### [Given request]
Print everything from the line containing "Where can the swimming" down to the line containing "<point>1032,238</point>", keeping each line exactly the same.

[Named-object pointing records]
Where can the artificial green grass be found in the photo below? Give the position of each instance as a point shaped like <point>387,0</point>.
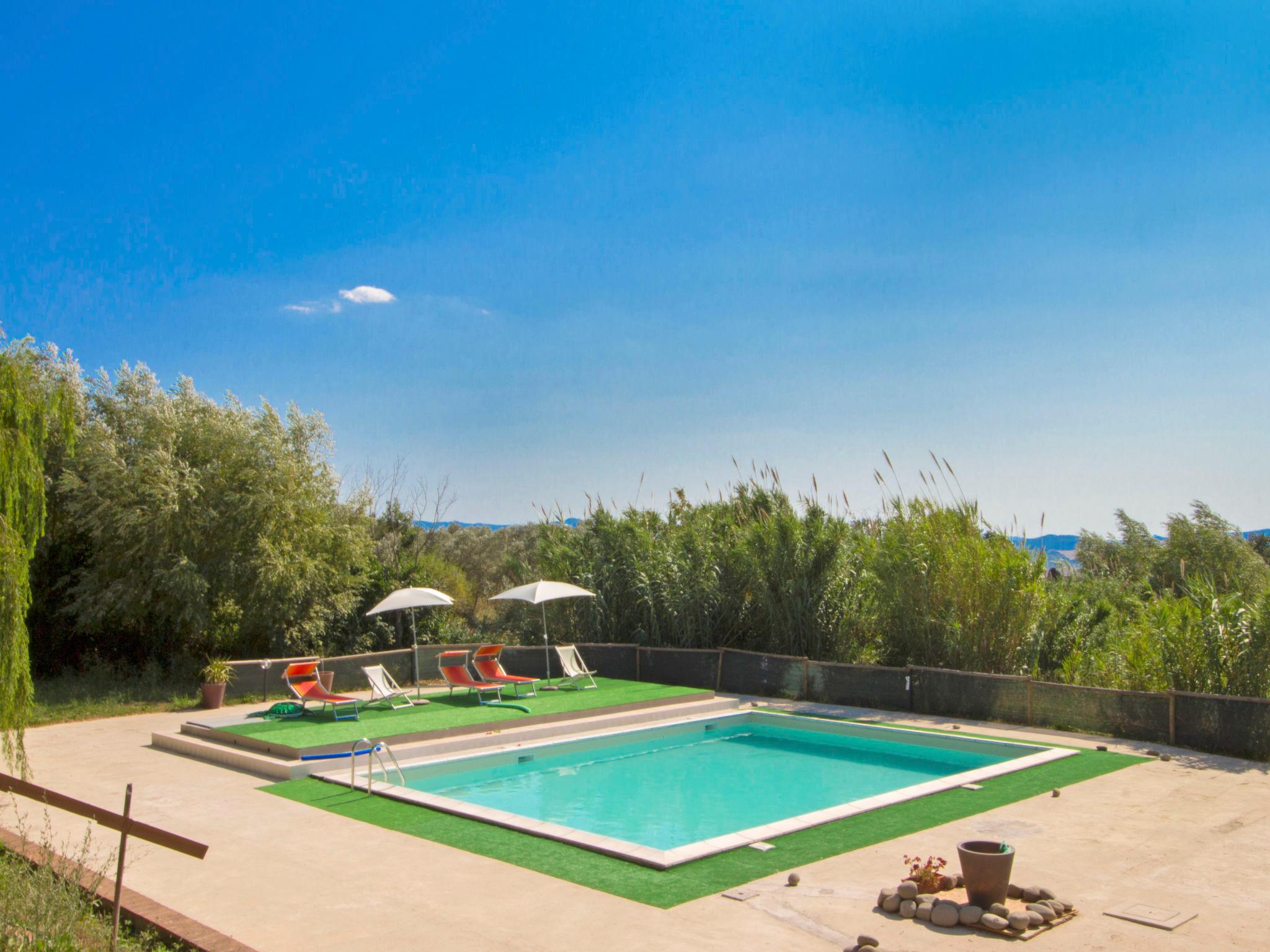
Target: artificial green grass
<point>459,711</point>
<point>703,878</point>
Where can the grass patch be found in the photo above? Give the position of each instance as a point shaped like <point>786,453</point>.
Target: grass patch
<point>104,692</point>
<point>682,884</point>
<point>43,909</point>
<point>458,711</point>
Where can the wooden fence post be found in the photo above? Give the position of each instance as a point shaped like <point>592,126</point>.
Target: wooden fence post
<point>1173,718</point>
<point>118,871</point>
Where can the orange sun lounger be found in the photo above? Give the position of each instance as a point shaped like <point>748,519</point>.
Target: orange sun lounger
<point>454,669</point>
<point>301,678</point>
<point>488,667</point>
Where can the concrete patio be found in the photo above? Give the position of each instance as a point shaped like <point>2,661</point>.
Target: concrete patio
<point>1186,834</point>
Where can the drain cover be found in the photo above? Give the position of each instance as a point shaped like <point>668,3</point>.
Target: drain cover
<point>1147,914</point>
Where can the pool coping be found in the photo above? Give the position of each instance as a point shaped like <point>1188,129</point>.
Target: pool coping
<point>205,730</point>
<point>667,858</point>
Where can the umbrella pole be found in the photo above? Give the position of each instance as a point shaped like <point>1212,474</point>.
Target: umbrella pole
<point>546,651</point>
<point>414,654</point>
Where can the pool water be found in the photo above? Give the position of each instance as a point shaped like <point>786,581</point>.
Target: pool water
<point>672,786</point>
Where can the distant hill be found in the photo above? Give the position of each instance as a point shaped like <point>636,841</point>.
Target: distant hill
<point>492,526</point>
<point>1062,549</point>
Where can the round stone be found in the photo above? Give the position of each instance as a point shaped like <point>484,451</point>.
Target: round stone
<point>945,915</point>
<point>1047,913</point>
<point>993,922</point>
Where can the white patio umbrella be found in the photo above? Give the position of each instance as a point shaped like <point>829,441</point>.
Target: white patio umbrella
<point>413,598</point>
<point>539,593</point>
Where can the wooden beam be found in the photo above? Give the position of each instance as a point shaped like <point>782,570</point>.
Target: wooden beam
<point>107,818</point>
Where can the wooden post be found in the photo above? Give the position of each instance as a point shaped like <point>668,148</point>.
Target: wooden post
<point>1173,718</point>
<point>118,871</point>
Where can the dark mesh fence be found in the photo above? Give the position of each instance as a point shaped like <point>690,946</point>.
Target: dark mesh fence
<point>527,660</point>
<point>1126,714</point>
<point>610,660</point>
<point>859,685</point>
<point>766,676</point>
<point>982,697</point>
<point>690,668</point>
<point>1225,725</point>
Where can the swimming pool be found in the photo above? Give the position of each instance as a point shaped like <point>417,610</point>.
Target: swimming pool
<point>666,795</point>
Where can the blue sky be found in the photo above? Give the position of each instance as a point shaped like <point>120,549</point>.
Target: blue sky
<point>1032,238</point>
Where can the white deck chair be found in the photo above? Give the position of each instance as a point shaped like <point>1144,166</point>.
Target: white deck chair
<point>574,669</point>
<point>384,689</point>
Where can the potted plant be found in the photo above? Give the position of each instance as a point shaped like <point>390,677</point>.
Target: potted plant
<point>216,676</point>
<point>986,867</point>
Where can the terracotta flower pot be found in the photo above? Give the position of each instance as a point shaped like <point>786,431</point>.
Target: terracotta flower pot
<point>214,695</point>
<point>986,870</point>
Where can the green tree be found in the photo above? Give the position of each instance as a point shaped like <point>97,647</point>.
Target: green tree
<point>207,526</point>
<point>38,407</point>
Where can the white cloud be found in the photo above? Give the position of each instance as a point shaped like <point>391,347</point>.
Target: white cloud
<point>367,295</point>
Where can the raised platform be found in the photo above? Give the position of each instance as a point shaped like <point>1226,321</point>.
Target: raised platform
<point>461,725</point>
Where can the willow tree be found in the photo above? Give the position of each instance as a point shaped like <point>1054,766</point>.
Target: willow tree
<point>38,399</point>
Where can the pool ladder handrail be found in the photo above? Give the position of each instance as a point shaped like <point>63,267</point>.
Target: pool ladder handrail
<point>373,751</point>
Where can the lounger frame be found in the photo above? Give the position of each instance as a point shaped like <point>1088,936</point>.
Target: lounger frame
<point>301,678</point>
<point>488,666</point>
<point>385,689</point>
<point>574,669</point>
<point>448,663</point>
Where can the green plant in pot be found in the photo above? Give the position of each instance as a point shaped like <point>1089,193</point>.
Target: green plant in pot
<point>216,674</point>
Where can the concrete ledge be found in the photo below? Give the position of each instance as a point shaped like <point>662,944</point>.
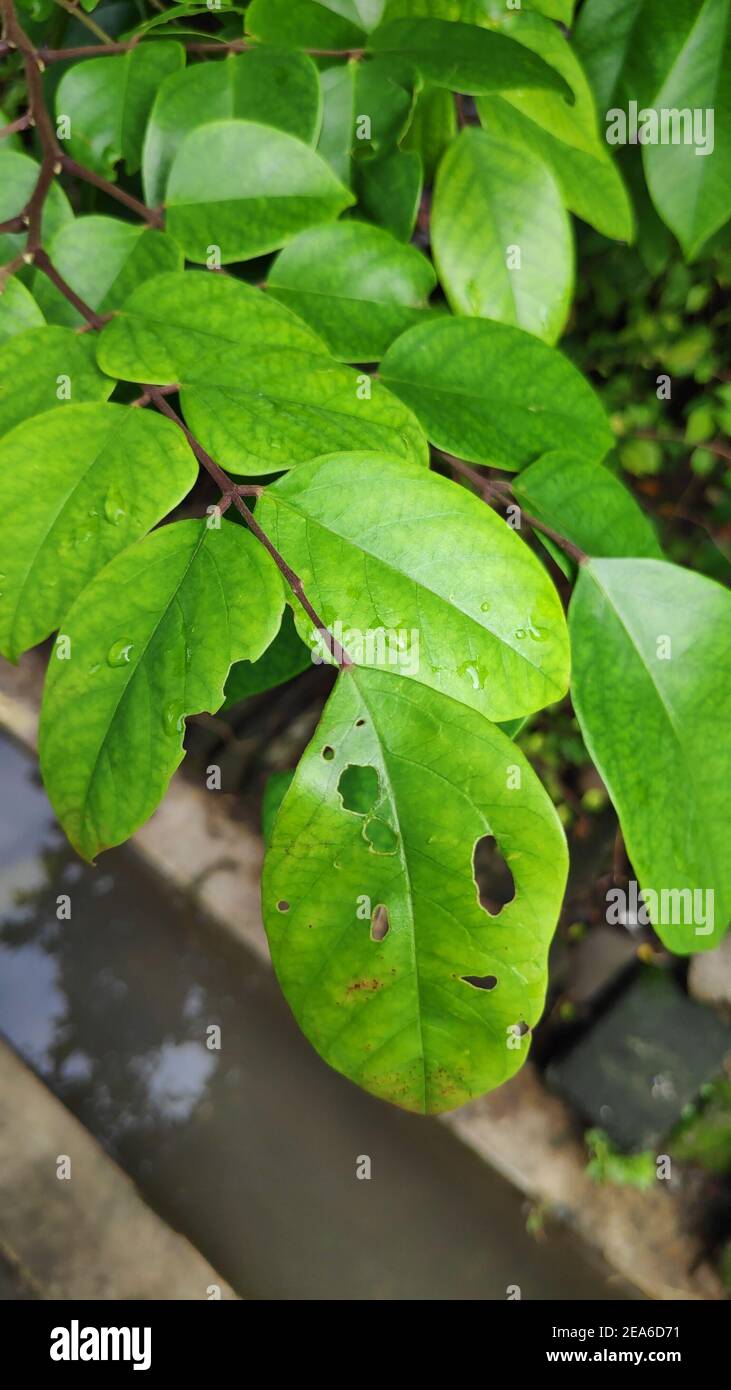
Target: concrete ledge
<point>521,1130</point>
<point>89,1236</point>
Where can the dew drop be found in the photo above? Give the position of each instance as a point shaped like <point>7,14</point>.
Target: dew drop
<point>118,652</point>
<point>174,719</point>
<point>469,672</point>
<point>114,510</point>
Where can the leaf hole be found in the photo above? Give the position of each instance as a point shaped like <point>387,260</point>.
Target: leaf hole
<point>359,788</point>
<point>380,923</point>
<point>495,883</point>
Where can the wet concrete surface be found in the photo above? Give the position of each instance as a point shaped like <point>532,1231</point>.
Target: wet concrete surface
<point>250,1150</point>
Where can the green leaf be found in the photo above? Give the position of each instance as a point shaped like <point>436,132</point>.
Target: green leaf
<point>309,24</point>
<point>384,546</point>
<point>285,658</point>
<point>107,102</point>
<point>9,142</point>
<point>150,640</point>
<point>500,238</point>
<point>45,369</point>
<point>588,505</point>
<point>266,85</point>
<point>257,387</point>
<point>274,792</point>
<point>628,46</point>
<point>246,189</point>
<point>103,260</point>
<point>494,394</point>
<point>389,191</point>
<point>373,915</point>
<point>18,310</point>
<point>356,285</point>
<point>18,177</point>
<point>432,128</point>
<point>566,138</point>
<point>466,59</point>
<point>77,485</point>
<point>652,692</point>
<point>691,184</point>
<point>366,110</point>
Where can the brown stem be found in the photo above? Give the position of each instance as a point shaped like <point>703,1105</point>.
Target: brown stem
<point>106,50</point>
<point>153,216</point>
<point>21,123</point>
<point>231,494</point>
<point>56,278</point>
<point>498,492</point>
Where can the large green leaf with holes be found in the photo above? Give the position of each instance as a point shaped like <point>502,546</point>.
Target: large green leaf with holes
<point>466,59</point>
<point>500,236</point>
<point>246,189</point>
<point>103,260</point>
<point>77,485</point>
<point>107,103</point>
<point>392,968</point>
<point>652,691</point>
<point>494,394</point>
<point>266,85</point>
<point>47,367</point>
<point>257,387</point>
<point>567,139</point>
<point>356,285</point>
<point>419,576</point>
<point>150,640</point>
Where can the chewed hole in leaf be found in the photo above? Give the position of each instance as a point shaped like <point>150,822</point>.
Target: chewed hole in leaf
<point>359,788</point>
<point>495,883</point>
<point>381,837</point>
<point>380,923</point>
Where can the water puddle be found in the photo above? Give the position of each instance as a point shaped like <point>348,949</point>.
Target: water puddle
<point>250,1150</point>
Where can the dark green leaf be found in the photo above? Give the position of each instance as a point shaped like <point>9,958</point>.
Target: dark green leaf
<point>257,387</point>
<point>652,692</point>
<point>107,103</point>
<point>18,310</point>
<point>494,394</point>
<point>356,285</point>
<point>246,189</point>
<point>588,505</point>
<point>103,260</point>
<point>266,85</point>
<point>285,658</point>
<point>500,238</point>
<point>567,138</point>
<point>466,59</point>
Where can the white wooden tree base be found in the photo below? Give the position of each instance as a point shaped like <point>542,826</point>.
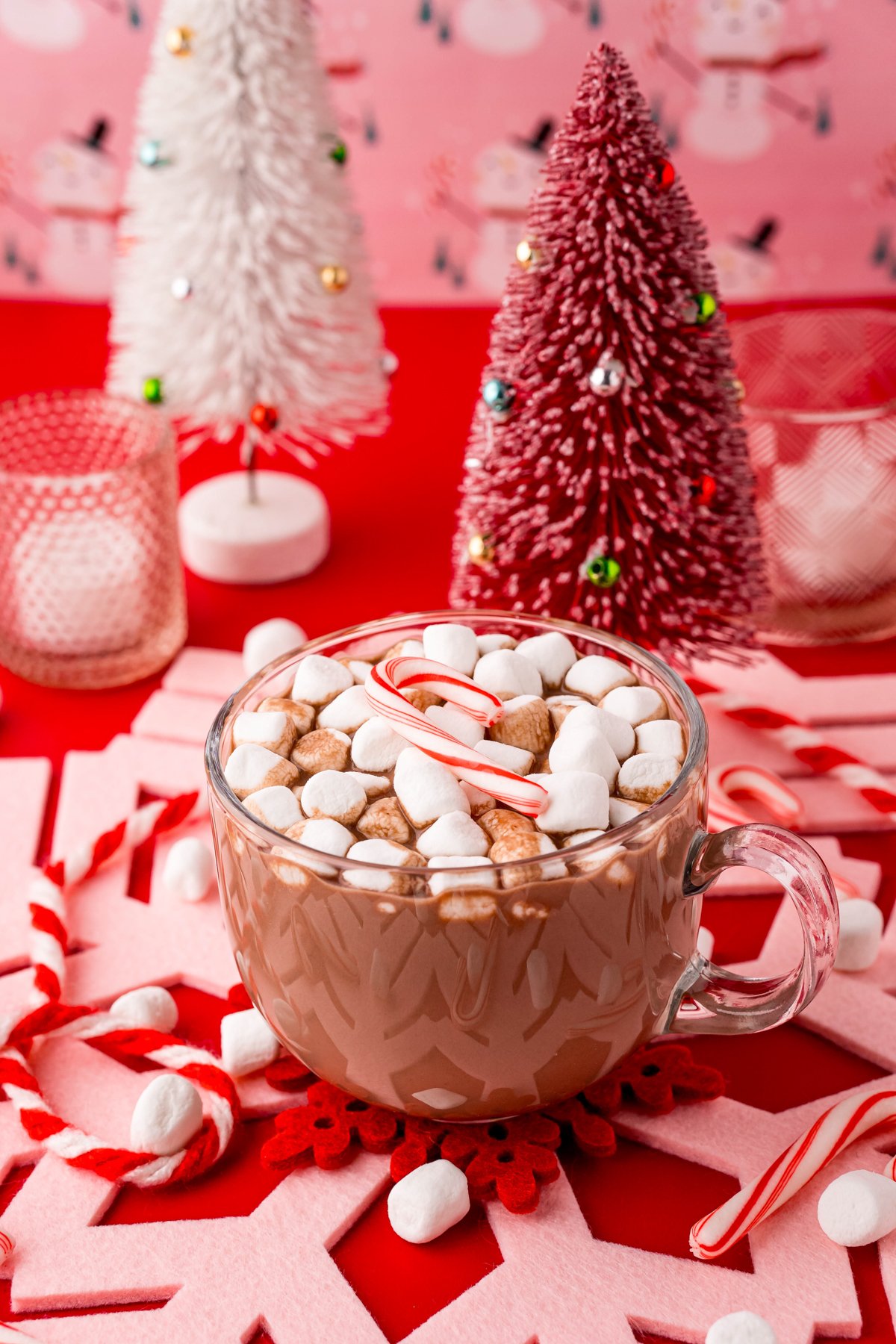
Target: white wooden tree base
<point>226,538</point>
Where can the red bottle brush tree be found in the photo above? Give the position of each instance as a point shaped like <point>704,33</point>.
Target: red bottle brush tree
<point>606,477</point>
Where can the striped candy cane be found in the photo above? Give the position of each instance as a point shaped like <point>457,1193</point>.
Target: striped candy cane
<point>810,1154</point>
<point>385,685</point>
<point>808,746</point>
<point>139,1041</point>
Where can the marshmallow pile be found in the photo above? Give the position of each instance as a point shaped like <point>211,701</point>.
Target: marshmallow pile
<point>321,766</point>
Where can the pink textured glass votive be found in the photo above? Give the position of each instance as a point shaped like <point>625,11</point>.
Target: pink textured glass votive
<point>821,421</point>
<point>93,591</point>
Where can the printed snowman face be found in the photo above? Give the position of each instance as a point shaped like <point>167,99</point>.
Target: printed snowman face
<point>504,178</point>
<point>73,176</point>
<point>739,30</point>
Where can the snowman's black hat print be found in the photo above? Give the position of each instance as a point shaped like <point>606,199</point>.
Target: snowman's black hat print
<point>96,137</point>
<point>761,237</point>
<point>539,139</point>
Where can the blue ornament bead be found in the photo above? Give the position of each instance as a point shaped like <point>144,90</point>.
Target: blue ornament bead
<point>499,396</point>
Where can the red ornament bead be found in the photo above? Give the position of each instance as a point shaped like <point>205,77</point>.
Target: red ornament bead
<point>264,417</point>
<point>703,491</point>
<point>662,175</point>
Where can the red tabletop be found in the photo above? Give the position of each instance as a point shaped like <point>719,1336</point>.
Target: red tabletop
<point>393,503</point>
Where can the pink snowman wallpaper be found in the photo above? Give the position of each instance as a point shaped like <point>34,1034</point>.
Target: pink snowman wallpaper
<point>778,116</point>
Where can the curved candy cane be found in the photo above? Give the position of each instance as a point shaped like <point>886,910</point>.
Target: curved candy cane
<point>810,1154</point>
<point>383,690</point>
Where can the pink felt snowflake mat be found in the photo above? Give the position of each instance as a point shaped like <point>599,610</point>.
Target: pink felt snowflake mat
<point>222,1280</point>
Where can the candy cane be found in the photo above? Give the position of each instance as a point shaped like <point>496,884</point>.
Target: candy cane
<point>383,687</point>
<point>768,789</point>
<point>808,746</point>
<point>810,1154</point>
<point>114,1028</point>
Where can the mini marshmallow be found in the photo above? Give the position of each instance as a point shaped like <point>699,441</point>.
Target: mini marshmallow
<point>279,806</point>
<point>645,777</point>
<point>385,820</point>
<point>664,737</point>
<point>320,680</point>
<point>269,729</point>
<point>578,800</point>
<point>742,1328</point>
<point>706,942</point>
<point>480,803</point>
<point>151,1007</point>
<point>857,1209</point>
<point>379,853</point>
<point>168,1113</point>
<point>507,675</point>
<point>444,882</point>
<point>375,746</point>
<point>526,724</point>
<point>454,645</point>
<point>324,749</point>
<point>334,794</point>
<point>270,640</point>
<point>553,655</point>
<point>620,734</point>
<point>635,705</point>
<point>426,788</point>
<point>347,712</point>
<point>374,785</point>
<point>622,811</point>
<point>862,929</point>
<point>323,833</point>
<point>190,868</point>
<point>489,643</point>
<point>508,757</point>
<point>246,1043</point>
<point>252,768</point>
<point>428,1202</point>
<point>455,833</point>
<point>461,726</point>
<point>583,749</point>
<point>594,675</point>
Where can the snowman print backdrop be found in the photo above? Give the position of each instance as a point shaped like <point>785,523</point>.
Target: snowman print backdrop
<point>741,46</point>
<point>77,184</point>
<point>43,25</point>
<point>504,178</point>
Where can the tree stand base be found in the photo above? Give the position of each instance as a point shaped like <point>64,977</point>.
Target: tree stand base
<point>228,538</point>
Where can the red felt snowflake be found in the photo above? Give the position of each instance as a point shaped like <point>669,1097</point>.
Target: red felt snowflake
<point>324,1130</point>
<point>656,1075</point>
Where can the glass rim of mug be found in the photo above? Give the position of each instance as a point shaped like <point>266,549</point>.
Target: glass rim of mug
<point>158,438</point>
<point>694,762</point>
<point>852,416</point>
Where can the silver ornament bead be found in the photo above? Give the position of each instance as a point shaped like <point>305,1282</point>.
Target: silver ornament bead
<point>608,376</point>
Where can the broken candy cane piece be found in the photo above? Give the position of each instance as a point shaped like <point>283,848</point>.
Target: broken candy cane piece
<point>168,1113</point>
<point>385,688</point>
<point>190,868</point>
<point>742,1328</point>
<point>428,1202</point>
<point>246,1043</point>
<point>794,1169</point>
<point>857,1209</point>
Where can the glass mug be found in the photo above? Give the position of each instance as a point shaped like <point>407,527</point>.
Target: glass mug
<point>487,1003</point>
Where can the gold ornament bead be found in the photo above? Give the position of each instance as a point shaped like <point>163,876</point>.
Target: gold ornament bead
<point>480,549</point>
<point>335,279</point>
<point>526,255</point>
<point>179,42</point>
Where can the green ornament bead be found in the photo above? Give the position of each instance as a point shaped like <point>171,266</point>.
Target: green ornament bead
<point>602,570</point>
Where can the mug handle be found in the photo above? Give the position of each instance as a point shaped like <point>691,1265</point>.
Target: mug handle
<point>719,1001</point>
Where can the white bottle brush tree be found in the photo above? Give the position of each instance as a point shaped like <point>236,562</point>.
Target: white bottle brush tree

### [Result of this exercise]
Where can the swimming pool be found in the photo above? Give the position of each instance as a point shaped like <point>417,610</point>.
Target: swimming pool
<point>666,795</point>
Where can the blue sky be found in the photo above? Give the position of each instance as a point shaped like <point>120,549</point>.
Target: blue sky
<point>1032,238</point>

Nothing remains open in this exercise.